STATED TASK: Quote the whole listing word for word, please.

- - - - -

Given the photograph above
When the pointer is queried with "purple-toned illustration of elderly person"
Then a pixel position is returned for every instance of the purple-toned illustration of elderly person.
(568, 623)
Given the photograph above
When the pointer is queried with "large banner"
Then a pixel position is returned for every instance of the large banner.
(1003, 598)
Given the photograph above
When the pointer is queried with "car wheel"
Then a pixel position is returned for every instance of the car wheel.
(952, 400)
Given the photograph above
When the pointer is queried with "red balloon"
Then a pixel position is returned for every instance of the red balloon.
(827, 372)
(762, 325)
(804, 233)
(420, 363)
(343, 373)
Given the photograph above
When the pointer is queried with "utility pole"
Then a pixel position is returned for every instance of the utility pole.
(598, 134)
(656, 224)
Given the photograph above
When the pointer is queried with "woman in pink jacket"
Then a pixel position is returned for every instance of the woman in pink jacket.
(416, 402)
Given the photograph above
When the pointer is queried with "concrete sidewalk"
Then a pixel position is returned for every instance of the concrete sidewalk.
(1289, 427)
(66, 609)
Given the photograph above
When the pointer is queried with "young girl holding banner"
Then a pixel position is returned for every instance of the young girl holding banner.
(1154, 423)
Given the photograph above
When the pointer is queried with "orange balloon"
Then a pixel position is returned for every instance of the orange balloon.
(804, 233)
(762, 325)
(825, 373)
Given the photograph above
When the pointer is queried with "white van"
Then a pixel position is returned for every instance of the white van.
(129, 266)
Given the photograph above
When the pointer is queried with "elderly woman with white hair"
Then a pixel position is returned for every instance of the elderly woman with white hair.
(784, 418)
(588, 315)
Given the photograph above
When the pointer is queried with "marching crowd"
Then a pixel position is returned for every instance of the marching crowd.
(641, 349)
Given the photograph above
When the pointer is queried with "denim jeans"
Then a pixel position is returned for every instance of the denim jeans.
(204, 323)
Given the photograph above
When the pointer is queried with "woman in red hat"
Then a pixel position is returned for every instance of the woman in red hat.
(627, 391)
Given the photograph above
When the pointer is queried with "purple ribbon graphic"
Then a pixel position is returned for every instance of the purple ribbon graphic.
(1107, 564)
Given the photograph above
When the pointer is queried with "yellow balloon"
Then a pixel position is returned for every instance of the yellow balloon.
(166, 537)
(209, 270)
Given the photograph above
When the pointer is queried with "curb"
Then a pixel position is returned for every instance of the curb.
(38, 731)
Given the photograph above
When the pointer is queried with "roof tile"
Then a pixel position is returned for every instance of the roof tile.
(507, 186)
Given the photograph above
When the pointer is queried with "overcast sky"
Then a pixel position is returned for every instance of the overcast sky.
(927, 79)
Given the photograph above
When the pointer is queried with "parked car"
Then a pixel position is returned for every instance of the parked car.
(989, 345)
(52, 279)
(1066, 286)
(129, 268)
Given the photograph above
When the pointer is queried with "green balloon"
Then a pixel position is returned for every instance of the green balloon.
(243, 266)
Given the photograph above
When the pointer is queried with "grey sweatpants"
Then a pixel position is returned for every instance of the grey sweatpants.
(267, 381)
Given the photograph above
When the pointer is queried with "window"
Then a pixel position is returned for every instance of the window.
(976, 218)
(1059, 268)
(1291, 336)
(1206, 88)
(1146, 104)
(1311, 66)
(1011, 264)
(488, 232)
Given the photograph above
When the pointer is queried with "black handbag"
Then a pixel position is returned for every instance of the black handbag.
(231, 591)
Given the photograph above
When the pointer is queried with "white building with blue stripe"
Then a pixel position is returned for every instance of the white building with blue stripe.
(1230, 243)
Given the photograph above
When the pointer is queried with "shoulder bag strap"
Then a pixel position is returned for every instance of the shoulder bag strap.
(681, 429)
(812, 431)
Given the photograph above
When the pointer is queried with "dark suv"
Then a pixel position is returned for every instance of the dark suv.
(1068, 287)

- - - - -

FINAL RESULT:
Given the photograph above
When the pointer is queried with "purple-toned illustration of elderly person"
Then a pixel position is returned for every instance of the purple-toned illustration of elderly person.
(568, 623)
Given the photograph above
When the pointer is queried with "large banner"
Then a pixel position is returned for every instance of the large banner.
(1003, 598)
Given the photograph above
When the pointer is queried with "car wheel"
Then a pixel position is returned for every instance of the car wheel.
(952, 400)
Given the photograph above
When the pointer is queried with "red balloon"
Then a pixel position is returned for every instance of the red balloon.
(827, 372)
(762, 325)
(804, 233)
(420, 363)
(343, 373)
Given the photograph above
When the pointer is queried with "utility pole"
Then a pixel position is returned for every instance of the utility pole.
(598, 134)
(656, 224)
Given the photograph above
When the pointer is queried with "woman in pink jacket"
Then a pixel position is returned for every instance of the woman in pink jacket.
(416, 402)
Given the photograph above
When the pointer is queried with "concrete sidewalk"
Then a pixel position is returned for every instance of the concrete sidewalk.
(1289, 427)
(66, 609)
Given the photograph above
When the pointer is queried with "young girl holding banner"
Then a pixel position is returned for every instance of the young girl holding banner.
(1154, 423)
Given the photograph above
When the pointer is queried with "orange balloon"
Then a pixel position is returned for every instance of the orange balloon.
(804, 233)
(762, 325)
(825, 373)
Given the photograph above
When the pointer is queried with "white van"
Then a pixel position is returned for every instance of the white van.
(129, 266)
Given the photograph above
When the pointer is queried with "elderly woman with white hair"
Then a pixel position is returned for every instance of the elderly woman with white hair.
(784, 418)
(588, 315)
Given the photograph above
When the pointer is queried with "marching crowd"
Then a pixel position is returned for every instance of the marching crowd.
(641, 349)
Given the photograph above
When the pointer is queried with "denim jeans"
Then a pixel position is returned for every instance of the denim jeans.
(204, 323)
Given the photograph above
When the pointer is queried with "woman in red hat"
Then a pixel position is returned for every instance of the woman in red hat.
(627, 391)
Given the photograph above
When the pointer is queried with "purple ribbon graphic"
Then a pixel position is returned for every instance of the purple ribbon graphic.
(1107, 564)
Given the photograph above
When the pointer is queried with "yellow balloon"
Then a pixel position is returned for every instance of the yellow balloon.
(166, 537)
(209, 270)
Given the photograph above
When the pointer is queried with "curb"
Then a pixel position is returned for every instance of the curb.
(38, 731)
Given the photograph above
When the pointer is queried with "roof tile"
Then a pixel position is returned for every instance of the roof tile.
(507, 186)
Given the photograph above
When the pointer is queried with "overcast sky"
Then a pixel position is returned for every instance of the overcast sky.
(927, 79)
Given the photograph above
When the pointer is queried with "parked car"
Then a pixel position is returned for every instance of the parked car.
(989, 345)
(52, 279)
(1066, 286)
(129, 268)
Given the photograph above
When the pointer is queried with "green balloon"
Then a pixel position is returned for every instance of the green balloon.
(243, 266)
Given the photograph above
When the pointer is queried with "grey sweatpants"
Then a pixel position is returned for every instance of the grey sweatpants.
(267, 381)
Given the photograph above
When the pointer is queried with "window"
Then a pixel position is returned for every instance of the window.
(976, 218)
(1059, 268)
(1291, 336)
(1206, 88)
(1146, 104)
(1311, 66)
(1011, 264)
(488, 232)
Given the photograph above
When the pointer is queried with "black handbag"
Then a pixel position is returned for every instance of the black handbag.
(231, 591)
Given the photograph above
When the pointer is queried with "white building with blue stripe"
Then a pixel position is returned for every instance of the white building with blue stripe.
(1230, 243)
Given the photograph above
When the pointer is queried with "shoulder bag strap"
Then a pixel position is returned for every instance of the shoulder bag strap.
(681, 429)
(812, 431)
Given the photograph above
When the pointer is queried with "dark suv"
Then a pixel position is returned for every instance of the dark suv.
(1068, 287)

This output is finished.